Segment Start: Passage provided

What is Roe v Wade and how does it affect abortion rights in the US?

A crowd gather outside the US supreme court in Washington on Monday night after a draft opinion indicated the court has provisionally voted to overturn the 1973 case Roe v Wade, the landmark ruling that legalised abortion nationwide in America.
A crowd gather outside the US supreme court in Washington DC on Monday night after a draft opinion indicated the court had provisionally voted to overturn the 1973 case Roe v Wade, the landmark ruling that legalised abortion nationwide in America. Photograph: Anna Johnson/AP

A leaked initial draft majority opinion suggests the US supreme court is poised to vote to overturn the Roe v Wade decision that legalized abortion nationwide, Politico reported on Monday.

The supreme court and the White House have declined to comment.

A woman’s right to have an abortion through the first trimester of pregnancy was protected nationally in 1973, following the supreme court’s landmark 7-2 ruling.

Plaintiff Jane Roe, later identified as Norma McCorvey, was an unmarried pregnant woman who was unable to get an abortion under Texas law, where it was illegal unless to save the life of the mother.

Roe’s lawyers said she was unable to travel out of the state to obtain an abortion and argued the law was too vague and infringed on her constitutional rights.

The ruling

“Pregnancy often comes more than once to the same woman, and in the general population, if man is to survive, it will always be with us,” supreme court justice Harry Blackmun, a Republican nominated by the president Richard Nixon, wrote in the sweeping majority opinion that detailed attitudes about abortion from the time of the Persian empire.

The Texas law infringed on women’s right to privacy, was overly broad and violated the due process clause in the US constitution’s 14th amendment, the decision said.

“This right of privacy ... is broad enough to encompass a woman’s decision whether or not to terminate her pregnancy. The detriment that the State would impose upon the pregnant woman by denying this choice altogether is apparent.

Segment End: Passage provided
Segment Start: Data provided

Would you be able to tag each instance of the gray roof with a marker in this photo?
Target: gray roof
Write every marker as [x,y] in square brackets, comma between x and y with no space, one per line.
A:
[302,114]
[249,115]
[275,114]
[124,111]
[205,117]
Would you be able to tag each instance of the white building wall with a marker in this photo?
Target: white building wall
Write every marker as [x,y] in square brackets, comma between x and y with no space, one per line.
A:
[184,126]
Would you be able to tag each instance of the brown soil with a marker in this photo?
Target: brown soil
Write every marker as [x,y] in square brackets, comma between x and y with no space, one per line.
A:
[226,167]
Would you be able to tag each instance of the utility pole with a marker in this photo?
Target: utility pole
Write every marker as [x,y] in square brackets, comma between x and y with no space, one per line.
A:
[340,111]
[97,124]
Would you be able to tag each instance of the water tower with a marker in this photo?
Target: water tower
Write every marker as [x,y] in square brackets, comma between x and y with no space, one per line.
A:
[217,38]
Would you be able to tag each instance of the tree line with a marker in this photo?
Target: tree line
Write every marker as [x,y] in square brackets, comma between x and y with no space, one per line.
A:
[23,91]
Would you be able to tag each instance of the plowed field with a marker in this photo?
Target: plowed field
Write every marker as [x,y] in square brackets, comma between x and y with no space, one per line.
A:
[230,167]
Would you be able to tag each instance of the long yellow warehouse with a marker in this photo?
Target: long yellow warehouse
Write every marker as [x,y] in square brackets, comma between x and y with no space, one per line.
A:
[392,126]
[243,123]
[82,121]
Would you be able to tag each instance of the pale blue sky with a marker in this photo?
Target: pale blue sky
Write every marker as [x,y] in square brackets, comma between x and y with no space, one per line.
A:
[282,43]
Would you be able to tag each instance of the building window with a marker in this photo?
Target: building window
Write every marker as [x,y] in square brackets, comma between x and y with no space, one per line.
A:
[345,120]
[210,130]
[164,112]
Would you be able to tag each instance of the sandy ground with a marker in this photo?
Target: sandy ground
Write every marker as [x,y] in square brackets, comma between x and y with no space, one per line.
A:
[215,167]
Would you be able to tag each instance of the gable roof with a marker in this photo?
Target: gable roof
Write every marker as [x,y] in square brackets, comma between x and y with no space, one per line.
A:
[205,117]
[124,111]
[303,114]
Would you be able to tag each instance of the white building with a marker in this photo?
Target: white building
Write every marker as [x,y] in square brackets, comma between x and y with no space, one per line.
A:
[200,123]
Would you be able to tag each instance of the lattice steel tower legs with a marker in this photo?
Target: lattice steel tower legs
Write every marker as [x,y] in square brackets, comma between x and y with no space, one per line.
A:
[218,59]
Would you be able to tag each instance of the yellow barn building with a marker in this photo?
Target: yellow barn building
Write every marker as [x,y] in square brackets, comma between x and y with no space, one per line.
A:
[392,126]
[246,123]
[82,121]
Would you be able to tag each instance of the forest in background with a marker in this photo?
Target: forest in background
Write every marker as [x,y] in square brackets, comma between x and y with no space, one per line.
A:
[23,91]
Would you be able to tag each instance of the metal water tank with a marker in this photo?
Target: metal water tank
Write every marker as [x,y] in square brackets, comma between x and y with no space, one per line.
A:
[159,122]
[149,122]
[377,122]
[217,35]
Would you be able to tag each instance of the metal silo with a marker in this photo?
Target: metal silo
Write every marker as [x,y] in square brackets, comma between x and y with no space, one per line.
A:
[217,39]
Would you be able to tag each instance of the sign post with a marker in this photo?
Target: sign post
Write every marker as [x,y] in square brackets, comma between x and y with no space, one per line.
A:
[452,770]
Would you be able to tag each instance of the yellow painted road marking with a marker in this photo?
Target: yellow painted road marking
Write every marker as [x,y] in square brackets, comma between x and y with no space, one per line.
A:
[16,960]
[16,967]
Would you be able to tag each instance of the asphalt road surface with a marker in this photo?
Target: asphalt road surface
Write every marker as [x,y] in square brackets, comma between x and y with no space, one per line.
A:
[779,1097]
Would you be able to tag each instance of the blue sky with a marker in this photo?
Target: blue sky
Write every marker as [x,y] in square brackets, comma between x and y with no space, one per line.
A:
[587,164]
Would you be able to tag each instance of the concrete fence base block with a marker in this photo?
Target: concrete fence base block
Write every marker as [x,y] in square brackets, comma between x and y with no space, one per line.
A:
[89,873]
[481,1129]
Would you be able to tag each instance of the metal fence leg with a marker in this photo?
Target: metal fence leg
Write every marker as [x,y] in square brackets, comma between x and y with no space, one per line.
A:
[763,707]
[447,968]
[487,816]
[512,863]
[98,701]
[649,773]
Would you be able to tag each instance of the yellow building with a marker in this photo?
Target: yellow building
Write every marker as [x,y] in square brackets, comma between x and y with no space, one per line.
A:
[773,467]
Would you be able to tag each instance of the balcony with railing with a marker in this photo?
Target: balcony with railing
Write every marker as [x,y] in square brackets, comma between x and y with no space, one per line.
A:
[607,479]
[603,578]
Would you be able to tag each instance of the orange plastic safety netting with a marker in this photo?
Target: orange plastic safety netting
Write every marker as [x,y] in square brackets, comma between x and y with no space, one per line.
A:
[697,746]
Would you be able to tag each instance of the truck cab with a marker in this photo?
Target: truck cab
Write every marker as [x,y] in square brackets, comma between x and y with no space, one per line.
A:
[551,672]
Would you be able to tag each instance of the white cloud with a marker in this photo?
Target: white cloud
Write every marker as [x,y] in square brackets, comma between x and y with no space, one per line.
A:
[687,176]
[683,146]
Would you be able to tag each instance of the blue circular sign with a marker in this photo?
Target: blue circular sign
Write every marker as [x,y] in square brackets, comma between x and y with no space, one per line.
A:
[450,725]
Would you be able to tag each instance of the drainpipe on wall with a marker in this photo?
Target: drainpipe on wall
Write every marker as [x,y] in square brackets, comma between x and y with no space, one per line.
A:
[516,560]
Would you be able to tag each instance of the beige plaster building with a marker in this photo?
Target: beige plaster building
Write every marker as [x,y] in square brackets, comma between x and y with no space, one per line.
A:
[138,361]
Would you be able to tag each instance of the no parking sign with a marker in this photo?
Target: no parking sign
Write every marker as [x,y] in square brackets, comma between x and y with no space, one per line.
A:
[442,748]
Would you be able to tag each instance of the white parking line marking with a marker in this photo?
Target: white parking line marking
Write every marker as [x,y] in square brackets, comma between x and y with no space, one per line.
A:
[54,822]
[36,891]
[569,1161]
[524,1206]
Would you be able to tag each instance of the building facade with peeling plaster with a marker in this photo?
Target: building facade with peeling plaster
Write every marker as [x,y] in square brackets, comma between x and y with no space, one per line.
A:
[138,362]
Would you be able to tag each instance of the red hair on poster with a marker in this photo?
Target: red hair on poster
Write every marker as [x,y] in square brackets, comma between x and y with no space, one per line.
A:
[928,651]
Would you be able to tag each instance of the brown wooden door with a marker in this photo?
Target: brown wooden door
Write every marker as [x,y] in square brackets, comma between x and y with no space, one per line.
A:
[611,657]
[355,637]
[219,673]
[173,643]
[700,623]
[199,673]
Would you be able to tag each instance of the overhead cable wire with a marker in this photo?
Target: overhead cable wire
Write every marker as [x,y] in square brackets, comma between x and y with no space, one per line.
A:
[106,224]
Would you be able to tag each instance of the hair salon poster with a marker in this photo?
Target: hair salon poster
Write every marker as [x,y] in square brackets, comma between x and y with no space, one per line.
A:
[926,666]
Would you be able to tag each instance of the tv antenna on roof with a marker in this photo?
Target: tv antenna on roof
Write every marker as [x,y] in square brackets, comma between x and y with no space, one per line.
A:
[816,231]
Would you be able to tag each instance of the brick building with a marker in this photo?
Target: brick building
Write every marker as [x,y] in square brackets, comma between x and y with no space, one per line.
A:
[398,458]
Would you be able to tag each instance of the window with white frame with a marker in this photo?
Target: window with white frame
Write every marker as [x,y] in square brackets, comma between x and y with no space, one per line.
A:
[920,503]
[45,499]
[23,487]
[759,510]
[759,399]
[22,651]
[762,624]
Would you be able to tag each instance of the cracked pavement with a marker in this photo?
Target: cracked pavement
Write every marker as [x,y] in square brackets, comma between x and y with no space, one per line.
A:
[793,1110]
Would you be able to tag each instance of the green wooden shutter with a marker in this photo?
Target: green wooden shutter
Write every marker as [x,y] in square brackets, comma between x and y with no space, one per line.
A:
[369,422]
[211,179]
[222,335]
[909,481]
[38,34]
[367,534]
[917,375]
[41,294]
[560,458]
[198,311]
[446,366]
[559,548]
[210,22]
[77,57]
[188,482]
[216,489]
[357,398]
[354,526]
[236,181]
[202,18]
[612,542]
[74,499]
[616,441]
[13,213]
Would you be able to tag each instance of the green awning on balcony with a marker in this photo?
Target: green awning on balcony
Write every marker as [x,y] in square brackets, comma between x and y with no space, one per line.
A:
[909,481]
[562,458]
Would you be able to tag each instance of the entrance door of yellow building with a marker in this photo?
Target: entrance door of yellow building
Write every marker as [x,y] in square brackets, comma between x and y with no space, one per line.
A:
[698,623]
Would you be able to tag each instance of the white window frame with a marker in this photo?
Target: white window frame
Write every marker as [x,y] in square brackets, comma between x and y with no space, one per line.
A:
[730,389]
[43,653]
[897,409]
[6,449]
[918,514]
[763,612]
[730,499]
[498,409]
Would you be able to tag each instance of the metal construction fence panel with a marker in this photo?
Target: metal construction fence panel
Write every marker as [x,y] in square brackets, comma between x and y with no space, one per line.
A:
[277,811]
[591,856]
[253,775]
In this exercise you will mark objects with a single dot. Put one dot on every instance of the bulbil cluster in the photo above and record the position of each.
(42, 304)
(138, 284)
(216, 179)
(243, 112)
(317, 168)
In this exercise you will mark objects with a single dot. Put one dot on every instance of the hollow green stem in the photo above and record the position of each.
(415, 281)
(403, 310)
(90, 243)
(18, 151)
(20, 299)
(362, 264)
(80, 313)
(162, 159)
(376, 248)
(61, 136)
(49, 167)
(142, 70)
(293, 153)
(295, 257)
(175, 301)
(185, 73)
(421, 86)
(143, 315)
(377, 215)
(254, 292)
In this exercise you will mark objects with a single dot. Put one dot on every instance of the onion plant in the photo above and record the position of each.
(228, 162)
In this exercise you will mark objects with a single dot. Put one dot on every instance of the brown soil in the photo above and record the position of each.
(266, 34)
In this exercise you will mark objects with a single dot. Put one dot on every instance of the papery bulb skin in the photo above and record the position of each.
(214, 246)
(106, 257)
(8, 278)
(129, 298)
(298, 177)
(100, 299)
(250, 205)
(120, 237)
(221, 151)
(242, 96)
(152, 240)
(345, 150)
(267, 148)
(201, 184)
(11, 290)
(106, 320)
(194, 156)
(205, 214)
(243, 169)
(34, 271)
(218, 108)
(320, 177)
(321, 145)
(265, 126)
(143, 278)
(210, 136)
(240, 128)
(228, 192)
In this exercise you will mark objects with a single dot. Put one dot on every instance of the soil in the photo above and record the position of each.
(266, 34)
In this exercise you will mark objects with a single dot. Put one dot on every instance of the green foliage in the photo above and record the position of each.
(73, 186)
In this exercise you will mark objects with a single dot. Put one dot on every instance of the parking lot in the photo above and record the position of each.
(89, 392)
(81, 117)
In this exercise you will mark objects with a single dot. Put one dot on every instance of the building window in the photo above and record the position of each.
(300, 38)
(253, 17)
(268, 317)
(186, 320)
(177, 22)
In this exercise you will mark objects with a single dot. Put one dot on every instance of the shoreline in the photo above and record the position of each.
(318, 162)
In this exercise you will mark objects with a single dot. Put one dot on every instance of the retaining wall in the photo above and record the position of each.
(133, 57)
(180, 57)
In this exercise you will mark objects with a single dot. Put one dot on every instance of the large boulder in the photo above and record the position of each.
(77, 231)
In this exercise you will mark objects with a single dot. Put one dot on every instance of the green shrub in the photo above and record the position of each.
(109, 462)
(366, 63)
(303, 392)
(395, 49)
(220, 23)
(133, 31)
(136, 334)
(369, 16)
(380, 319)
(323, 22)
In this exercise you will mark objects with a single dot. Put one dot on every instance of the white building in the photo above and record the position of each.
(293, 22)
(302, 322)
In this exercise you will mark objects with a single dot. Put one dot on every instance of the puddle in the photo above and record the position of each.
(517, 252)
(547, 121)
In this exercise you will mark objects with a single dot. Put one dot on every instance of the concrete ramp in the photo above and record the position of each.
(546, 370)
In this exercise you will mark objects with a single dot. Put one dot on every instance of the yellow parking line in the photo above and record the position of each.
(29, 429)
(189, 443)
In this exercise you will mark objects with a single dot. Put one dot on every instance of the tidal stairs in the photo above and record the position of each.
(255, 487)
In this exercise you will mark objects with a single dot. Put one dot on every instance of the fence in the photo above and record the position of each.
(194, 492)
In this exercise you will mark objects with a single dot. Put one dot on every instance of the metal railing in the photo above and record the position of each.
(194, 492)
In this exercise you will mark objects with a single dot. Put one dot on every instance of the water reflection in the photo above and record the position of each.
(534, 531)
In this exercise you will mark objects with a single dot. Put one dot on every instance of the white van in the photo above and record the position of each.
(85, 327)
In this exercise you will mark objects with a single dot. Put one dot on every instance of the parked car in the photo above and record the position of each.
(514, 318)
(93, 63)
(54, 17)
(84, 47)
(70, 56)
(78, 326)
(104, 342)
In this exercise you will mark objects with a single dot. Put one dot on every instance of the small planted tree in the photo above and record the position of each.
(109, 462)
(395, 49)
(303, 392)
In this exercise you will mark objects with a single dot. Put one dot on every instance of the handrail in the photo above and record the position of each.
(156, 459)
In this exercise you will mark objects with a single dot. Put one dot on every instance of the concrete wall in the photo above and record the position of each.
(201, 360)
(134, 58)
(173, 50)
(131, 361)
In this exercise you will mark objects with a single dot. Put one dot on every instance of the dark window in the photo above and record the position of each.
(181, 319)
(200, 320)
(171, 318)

Segment End: Data provided

Study questions:
1) In the article on Roe v Wade, by what vote did the supreme court issue its 1973 ruling?
2) Please write the next part of the Roe v Wade article, picking up right after its last sentence.

Responses to the tasks:
1) The court ruled 7-2.

2)
“Specific and direct harm medically diagnosable even in early pregnancy may be involved. Maternity, or additional offspring, may force upon the woman a distressful life and future. Psychological harm may be imminent. Mental and physical health may be taxed by child care. There is also the distress, for all concerned, associated with the unwanted child, and there is the problem of bringing a child into a family already unable, psychologically and otherwise, to care for it.

“In other cases, as in this one, the additional difficulties and continuing stigma of unwed motherhood may be involved. All these are factors the woman and her responsible physician necessarily will consider in consultation.”

Five Republican-nominated judges were among the majority. The court ruled the state could regulate the procedure during the second trimester and even ban it in most circumstances in the third.

“We do not agree that, by adopting one theory of life, Texas may override the rights of the pregnant woman that are at stake,” Blackmun wrote.

“We repeat, however, that the State does have an important and legitimate interest in preserving and protecting the health of the pregnant woman, whether she be a resident of the State or a nonresident who seeks medical consultation and treatment there, and that it has still another important and legitimate interest in protecting the potentiality of human life. These interests are separate and distinct.”

Justices Byron White, a Democratic appointee, and Republican-nominated William Rehnquist, later US chief justice, dissented.

The decision provoked a firestorm among social and judicial conservatives, who have long sought to undermine or overturn it.